» Source records
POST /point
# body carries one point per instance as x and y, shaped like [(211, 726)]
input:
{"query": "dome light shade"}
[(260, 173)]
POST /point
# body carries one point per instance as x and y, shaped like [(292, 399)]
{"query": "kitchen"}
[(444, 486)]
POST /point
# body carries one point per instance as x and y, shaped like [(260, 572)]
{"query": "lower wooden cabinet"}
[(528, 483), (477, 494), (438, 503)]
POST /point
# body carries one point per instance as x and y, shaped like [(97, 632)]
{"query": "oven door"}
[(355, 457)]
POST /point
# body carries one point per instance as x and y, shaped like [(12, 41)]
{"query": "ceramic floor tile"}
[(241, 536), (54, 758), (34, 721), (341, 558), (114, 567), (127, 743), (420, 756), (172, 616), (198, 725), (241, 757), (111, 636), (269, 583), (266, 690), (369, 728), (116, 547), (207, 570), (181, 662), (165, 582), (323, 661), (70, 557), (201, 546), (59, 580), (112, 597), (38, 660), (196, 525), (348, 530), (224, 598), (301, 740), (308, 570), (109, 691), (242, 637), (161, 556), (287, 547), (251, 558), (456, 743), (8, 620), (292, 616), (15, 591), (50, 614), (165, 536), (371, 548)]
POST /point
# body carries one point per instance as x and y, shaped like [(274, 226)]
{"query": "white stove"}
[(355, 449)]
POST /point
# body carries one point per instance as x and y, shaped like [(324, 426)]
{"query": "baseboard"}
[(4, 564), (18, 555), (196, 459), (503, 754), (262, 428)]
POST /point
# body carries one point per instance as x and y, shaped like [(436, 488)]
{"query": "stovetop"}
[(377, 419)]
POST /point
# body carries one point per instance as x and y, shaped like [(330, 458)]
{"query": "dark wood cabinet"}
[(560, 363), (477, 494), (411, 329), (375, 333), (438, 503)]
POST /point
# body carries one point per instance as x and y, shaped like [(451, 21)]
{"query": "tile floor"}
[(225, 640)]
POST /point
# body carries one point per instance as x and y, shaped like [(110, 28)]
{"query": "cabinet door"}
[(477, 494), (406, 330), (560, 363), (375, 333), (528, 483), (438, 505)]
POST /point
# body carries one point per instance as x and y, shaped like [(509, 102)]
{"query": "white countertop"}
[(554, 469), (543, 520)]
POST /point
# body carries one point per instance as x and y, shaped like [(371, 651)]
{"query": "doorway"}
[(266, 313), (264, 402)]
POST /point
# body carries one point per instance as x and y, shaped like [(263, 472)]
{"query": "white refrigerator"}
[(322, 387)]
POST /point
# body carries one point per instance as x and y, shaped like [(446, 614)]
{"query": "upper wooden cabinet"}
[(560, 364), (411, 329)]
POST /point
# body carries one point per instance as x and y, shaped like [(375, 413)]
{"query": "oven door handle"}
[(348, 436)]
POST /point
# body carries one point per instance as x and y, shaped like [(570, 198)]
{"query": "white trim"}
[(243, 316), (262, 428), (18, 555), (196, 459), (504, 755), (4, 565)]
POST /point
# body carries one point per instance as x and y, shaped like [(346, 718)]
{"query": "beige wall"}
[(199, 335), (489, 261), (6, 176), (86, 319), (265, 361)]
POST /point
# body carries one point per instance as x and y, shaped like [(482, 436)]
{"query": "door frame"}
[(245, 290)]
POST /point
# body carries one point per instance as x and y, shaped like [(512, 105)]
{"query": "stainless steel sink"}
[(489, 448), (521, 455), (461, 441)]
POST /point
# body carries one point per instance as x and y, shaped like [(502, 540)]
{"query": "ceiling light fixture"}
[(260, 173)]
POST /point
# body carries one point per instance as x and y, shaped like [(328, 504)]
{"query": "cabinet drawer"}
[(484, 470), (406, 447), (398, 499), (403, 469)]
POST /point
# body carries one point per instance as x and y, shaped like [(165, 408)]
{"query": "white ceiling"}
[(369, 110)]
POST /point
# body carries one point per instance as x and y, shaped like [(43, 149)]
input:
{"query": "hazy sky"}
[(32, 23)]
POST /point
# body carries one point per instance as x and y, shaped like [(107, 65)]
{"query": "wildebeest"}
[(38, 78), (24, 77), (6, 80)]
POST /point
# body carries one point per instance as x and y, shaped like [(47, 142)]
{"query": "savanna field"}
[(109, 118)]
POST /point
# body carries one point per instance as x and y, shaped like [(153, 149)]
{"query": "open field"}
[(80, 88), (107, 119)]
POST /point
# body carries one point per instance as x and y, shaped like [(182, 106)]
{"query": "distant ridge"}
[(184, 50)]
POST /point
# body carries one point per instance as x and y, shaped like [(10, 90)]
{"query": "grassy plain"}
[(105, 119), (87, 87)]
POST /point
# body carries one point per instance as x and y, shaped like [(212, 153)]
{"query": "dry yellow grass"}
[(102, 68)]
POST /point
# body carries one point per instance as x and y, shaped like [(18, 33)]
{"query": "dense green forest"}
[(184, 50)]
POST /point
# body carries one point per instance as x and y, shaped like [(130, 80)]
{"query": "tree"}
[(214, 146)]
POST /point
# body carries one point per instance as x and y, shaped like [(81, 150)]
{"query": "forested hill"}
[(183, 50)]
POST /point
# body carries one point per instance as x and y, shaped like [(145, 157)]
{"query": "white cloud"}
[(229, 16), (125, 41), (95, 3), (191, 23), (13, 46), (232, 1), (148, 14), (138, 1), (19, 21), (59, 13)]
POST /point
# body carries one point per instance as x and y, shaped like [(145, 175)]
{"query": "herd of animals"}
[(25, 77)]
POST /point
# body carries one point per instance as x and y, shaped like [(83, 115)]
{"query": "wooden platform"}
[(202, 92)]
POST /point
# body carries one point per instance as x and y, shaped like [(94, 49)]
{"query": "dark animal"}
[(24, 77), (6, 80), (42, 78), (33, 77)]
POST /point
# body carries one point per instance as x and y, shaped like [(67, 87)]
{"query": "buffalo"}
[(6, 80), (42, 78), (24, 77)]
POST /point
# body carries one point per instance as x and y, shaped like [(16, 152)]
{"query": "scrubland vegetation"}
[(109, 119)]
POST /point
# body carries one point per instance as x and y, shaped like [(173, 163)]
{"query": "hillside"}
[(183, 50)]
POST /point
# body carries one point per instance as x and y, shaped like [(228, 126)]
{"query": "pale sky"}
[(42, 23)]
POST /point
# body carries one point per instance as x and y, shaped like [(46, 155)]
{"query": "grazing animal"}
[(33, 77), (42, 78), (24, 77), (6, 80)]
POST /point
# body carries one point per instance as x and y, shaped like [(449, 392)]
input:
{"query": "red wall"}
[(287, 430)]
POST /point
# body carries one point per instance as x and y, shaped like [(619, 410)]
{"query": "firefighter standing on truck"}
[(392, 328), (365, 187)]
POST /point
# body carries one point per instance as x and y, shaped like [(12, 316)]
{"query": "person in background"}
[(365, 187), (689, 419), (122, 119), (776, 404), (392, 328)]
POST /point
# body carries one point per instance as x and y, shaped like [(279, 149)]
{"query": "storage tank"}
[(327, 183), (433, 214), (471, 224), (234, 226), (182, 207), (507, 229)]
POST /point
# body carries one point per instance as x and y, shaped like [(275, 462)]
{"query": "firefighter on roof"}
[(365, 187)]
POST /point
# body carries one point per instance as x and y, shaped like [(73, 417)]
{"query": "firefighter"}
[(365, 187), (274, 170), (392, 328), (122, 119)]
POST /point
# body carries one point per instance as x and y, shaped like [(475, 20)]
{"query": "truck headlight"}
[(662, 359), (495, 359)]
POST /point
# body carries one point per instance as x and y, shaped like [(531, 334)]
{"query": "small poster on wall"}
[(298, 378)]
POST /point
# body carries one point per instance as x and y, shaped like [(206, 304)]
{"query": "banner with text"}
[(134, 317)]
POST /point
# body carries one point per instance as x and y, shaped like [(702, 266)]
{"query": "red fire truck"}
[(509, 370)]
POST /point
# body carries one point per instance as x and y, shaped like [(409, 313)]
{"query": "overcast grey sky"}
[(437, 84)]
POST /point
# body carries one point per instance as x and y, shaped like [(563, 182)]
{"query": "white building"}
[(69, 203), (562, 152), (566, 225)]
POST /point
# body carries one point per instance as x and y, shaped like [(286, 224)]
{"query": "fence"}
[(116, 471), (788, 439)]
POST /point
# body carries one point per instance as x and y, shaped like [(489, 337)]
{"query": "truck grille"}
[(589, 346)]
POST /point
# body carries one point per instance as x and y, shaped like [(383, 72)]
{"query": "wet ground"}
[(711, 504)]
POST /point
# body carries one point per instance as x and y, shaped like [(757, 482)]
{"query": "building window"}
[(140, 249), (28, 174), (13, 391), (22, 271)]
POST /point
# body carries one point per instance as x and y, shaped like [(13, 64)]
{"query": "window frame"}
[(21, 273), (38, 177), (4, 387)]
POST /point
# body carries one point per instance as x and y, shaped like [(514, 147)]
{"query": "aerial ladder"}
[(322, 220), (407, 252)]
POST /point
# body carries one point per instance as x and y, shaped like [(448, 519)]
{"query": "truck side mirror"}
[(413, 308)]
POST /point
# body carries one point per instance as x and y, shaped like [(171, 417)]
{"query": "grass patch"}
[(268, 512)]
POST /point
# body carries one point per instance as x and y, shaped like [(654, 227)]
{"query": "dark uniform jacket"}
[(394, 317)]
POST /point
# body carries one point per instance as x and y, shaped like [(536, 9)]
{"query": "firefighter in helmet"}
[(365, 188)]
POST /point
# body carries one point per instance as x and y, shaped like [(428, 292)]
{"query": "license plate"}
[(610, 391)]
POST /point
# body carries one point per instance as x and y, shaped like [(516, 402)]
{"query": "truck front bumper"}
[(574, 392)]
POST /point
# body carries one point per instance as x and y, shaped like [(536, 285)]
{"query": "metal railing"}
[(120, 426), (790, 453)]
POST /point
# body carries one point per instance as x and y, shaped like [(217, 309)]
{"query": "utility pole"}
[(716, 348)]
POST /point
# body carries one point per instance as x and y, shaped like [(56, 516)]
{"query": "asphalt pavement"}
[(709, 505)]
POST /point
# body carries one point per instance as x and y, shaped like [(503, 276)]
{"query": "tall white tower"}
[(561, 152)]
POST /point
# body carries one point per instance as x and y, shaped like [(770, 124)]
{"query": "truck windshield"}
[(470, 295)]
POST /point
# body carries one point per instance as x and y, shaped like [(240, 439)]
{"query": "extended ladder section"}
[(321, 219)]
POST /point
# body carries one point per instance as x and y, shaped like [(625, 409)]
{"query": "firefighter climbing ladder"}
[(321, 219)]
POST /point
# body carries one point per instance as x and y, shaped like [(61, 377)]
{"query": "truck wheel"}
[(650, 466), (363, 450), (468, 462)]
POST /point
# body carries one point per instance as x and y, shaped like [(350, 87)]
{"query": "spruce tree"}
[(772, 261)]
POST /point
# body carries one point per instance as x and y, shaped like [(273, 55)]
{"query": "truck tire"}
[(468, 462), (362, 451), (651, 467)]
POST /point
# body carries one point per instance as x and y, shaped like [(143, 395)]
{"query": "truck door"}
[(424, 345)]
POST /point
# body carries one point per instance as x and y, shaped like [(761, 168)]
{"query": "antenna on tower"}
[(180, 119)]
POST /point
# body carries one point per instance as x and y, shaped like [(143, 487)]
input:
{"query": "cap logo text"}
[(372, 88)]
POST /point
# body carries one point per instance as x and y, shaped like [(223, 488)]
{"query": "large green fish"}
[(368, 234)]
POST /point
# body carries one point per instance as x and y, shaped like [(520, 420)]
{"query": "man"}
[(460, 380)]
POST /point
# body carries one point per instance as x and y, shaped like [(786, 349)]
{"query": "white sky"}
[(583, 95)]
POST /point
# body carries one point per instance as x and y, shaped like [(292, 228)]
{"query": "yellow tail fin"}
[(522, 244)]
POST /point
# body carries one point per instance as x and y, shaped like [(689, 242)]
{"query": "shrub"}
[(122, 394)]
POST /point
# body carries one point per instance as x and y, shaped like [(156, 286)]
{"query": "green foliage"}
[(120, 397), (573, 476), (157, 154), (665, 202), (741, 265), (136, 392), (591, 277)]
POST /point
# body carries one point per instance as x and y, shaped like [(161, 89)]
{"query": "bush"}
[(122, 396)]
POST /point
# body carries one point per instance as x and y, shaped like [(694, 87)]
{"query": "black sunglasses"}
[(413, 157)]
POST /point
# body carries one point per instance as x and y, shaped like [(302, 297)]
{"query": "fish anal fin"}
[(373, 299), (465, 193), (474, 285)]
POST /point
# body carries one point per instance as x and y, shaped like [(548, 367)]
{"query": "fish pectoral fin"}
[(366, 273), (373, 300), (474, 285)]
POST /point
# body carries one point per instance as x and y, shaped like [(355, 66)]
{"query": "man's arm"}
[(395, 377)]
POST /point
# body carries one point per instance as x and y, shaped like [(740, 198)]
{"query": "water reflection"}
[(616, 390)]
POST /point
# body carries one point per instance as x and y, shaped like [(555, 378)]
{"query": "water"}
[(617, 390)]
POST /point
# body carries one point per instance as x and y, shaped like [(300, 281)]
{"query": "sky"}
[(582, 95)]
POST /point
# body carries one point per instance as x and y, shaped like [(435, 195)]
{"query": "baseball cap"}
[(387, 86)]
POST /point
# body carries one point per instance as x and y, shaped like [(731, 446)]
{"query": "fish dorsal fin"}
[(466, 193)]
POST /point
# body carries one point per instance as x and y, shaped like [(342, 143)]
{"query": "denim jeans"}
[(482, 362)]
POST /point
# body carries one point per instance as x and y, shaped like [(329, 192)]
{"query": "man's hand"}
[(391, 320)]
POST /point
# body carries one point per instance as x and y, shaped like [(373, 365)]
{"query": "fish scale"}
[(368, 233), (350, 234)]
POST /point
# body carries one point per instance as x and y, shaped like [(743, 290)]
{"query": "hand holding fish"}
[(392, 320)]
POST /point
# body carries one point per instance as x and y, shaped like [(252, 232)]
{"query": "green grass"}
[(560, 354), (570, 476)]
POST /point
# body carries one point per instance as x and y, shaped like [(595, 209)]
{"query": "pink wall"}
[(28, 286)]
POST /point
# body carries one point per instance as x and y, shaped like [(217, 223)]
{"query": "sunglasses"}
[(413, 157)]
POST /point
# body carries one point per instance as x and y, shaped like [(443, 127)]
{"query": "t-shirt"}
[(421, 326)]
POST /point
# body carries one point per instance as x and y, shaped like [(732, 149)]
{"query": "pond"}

» Description of the task
Please copy, exactly and with nothing else, the lines above beginning at the line that has "like [(56, 516)]" and ending with the line that has "like [(61, 377)]".

» Exercise response
# body carries one point per instance as x and y, shaped like [(56, 516)]
{"query": "asphalt pavement"}
[(709, 505)]
POST /point
# body carries one point per instance as x and y, shaped like [(503, 276)]
{"query": "tall white tower"}
[(561, 152)]
POST /point
# body carries one point per instance as x and y, shaped like [(770, 124)]
{"query": "truck windshield"}
[(470, 295)]
POST /point
# body carries one point per instance as x and y, shaped like [(240, 439)]
{"query": "extended ladder section"}
[(321, 219)]
POST /point
# body carries one point per instance as x and y, shaped like [(625, 409)]
{"query": "firefighter climbing ladder"}
[(321, 219)]
POST /point
# body carries one point per instance as x and y, shaped like [(61, 377)]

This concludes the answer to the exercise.